It might be better to think of japan and anime. People dismissed its cultural products in the 1980s but now anime and manga are universally accepted as an example of its soft power. And we in the west only see a tiny portion of its total output – there is so much utter shit in the world of manga, but you need oceans of the stuff to produce one nausicaa.

22

Peter T 01.12.19 at 3:37 am

Isn’t this just an instance at a particular scale of the fact that in any system of cooperative production, any particular individual contribution (and therefore reward) is almost impossible to measure? If I buy anything made by a company I support the workers, but also the useless dick of a CEO and his drone cronies, and some people who get paid very little but whose contribution to the product may well be vital. I’m buying the output of an ecosystem of production – very often multiple interlinked ecosystems (as the UK and the US are finding out).

___

# Problem to solve
Transcribe the comment excerpt verbatim from "It might be" up to and including "produce one nausicaa.".

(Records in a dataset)
___

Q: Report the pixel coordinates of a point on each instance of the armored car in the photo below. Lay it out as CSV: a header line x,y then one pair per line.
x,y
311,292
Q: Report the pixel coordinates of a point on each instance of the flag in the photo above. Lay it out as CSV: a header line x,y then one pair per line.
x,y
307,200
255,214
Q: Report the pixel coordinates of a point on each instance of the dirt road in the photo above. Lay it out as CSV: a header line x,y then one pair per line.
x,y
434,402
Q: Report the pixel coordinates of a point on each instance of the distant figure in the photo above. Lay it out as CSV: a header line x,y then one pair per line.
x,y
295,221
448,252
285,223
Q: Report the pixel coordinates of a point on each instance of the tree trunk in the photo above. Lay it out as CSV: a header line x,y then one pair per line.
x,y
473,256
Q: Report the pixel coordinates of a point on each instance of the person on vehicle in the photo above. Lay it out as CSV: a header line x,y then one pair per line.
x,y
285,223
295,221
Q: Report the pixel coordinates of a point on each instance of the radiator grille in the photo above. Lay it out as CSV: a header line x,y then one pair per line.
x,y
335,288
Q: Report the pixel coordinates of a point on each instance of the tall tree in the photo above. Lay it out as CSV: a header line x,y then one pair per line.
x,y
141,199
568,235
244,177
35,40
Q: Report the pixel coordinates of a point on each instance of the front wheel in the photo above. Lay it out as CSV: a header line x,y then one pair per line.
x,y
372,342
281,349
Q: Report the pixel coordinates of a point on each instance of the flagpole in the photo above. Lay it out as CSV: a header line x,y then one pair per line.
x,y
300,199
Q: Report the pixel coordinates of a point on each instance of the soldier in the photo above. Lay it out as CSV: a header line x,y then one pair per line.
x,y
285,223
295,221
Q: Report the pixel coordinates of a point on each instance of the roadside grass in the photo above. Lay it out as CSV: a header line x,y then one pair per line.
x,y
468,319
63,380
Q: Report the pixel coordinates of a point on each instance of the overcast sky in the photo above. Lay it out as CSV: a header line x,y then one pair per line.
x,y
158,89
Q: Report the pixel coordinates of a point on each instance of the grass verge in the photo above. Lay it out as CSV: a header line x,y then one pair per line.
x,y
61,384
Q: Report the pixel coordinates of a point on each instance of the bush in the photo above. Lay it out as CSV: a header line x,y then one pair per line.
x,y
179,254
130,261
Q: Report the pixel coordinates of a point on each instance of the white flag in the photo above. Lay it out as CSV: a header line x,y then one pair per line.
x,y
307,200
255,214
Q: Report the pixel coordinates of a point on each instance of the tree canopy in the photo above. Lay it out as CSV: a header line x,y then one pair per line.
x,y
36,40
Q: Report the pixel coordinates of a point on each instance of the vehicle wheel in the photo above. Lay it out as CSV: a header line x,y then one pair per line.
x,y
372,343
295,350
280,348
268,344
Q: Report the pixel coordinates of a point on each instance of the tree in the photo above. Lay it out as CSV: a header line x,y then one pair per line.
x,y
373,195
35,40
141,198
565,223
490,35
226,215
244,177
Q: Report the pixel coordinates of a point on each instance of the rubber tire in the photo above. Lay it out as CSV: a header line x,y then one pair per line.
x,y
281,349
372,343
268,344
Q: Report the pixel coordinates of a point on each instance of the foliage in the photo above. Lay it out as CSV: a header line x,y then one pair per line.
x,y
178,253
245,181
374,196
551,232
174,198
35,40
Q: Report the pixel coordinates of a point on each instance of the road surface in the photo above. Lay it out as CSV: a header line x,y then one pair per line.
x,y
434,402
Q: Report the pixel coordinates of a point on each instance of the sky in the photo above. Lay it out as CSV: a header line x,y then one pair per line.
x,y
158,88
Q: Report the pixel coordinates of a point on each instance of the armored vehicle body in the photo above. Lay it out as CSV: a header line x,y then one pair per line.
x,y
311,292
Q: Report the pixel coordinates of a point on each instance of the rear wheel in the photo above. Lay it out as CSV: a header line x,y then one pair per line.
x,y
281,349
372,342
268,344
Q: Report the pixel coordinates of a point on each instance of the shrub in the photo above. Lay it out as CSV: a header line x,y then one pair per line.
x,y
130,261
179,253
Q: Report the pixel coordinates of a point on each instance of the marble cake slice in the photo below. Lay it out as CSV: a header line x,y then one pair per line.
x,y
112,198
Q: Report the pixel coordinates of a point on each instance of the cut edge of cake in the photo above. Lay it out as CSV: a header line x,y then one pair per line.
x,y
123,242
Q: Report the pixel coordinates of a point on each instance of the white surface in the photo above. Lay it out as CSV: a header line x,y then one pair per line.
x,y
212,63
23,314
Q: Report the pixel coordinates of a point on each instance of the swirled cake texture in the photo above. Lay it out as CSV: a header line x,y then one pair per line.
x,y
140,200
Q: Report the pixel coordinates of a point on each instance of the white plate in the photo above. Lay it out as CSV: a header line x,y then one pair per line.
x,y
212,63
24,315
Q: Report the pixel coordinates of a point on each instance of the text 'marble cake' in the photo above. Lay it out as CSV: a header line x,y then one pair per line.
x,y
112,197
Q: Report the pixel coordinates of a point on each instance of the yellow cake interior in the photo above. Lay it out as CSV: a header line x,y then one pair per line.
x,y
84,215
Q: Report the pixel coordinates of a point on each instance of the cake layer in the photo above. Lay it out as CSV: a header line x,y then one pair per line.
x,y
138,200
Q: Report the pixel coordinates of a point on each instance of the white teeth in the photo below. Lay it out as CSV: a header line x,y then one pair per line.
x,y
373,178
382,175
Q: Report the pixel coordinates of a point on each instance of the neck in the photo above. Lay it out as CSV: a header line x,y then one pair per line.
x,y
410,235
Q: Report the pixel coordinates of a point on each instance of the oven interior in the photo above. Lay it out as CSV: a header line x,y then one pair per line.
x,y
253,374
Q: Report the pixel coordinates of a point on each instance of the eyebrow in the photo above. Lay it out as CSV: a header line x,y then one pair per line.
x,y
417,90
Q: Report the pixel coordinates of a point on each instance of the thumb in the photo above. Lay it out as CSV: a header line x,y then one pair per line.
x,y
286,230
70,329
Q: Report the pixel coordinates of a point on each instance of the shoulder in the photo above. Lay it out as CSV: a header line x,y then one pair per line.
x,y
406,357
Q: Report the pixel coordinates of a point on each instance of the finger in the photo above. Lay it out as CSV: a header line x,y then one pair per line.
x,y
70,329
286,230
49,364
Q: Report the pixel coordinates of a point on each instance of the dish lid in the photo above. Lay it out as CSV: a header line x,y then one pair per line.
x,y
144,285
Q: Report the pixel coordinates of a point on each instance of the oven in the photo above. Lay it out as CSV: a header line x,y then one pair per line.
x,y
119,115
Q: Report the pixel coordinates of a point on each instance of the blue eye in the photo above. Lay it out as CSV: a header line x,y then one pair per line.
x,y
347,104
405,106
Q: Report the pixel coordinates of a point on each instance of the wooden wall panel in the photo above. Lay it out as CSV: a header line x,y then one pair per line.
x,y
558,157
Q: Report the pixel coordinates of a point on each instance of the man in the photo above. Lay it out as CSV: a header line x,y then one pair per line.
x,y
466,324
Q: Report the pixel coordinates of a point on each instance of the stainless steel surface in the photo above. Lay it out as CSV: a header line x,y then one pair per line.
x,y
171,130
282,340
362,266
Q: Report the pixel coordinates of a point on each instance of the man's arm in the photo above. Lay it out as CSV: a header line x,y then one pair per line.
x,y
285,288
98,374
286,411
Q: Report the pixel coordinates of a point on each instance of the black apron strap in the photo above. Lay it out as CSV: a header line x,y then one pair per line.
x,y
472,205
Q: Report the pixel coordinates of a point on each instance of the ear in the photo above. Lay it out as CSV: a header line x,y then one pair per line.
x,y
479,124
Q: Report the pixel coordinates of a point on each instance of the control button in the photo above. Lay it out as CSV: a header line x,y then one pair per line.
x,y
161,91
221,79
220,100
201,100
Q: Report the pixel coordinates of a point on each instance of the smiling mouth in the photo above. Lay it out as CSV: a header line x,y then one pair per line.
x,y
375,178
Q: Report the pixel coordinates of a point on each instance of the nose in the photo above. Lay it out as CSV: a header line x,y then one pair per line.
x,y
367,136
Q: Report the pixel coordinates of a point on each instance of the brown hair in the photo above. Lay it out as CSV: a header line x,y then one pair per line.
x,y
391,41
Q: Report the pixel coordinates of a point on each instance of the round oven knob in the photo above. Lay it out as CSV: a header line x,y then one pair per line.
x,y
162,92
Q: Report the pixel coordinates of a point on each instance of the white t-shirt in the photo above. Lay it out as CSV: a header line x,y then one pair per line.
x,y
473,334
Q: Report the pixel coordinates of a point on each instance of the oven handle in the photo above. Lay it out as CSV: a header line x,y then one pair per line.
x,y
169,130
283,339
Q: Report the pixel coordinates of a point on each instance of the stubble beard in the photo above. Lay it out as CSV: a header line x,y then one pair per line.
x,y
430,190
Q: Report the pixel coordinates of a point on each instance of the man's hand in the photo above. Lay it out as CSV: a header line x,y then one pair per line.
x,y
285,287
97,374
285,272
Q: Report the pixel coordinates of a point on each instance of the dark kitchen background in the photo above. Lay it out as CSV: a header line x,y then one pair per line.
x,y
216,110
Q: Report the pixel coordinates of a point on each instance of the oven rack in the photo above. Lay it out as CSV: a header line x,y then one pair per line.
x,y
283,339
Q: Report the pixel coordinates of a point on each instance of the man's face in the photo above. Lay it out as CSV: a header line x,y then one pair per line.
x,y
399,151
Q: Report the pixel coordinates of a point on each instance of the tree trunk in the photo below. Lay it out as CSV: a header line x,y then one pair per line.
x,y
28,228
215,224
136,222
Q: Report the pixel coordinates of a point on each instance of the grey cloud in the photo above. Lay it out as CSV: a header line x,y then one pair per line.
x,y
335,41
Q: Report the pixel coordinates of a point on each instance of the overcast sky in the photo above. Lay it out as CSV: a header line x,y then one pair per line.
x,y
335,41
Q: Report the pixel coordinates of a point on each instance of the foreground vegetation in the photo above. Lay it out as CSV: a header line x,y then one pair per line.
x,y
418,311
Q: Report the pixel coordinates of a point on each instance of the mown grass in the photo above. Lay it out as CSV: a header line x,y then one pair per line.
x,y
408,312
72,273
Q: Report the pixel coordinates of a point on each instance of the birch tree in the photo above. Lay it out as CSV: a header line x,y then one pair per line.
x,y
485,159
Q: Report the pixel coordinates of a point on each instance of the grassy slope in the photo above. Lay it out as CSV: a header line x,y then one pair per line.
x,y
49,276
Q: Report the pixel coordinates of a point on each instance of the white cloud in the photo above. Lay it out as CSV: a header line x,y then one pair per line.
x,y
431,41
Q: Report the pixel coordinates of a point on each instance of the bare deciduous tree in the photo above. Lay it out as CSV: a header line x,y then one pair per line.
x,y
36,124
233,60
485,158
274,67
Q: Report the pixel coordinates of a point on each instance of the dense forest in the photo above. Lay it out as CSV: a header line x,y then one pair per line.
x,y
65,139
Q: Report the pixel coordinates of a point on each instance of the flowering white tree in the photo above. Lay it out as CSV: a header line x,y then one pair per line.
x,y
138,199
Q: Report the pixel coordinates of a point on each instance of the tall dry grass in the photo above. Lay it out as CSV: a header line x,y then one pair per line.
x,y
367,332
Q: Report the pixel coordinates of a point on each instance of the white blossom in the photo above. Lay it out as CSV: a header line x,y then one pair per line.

___

# Written response
It might be better to think of japan and anime. People dismissed its cultural products in the 1980s but now anime and manga are universally accepted as an example of its soft power. And we in the west only see a tiny portion of its total output – there is so much utter shit in the world of manga, but you need oceans of the stuff to produce one nausicaa.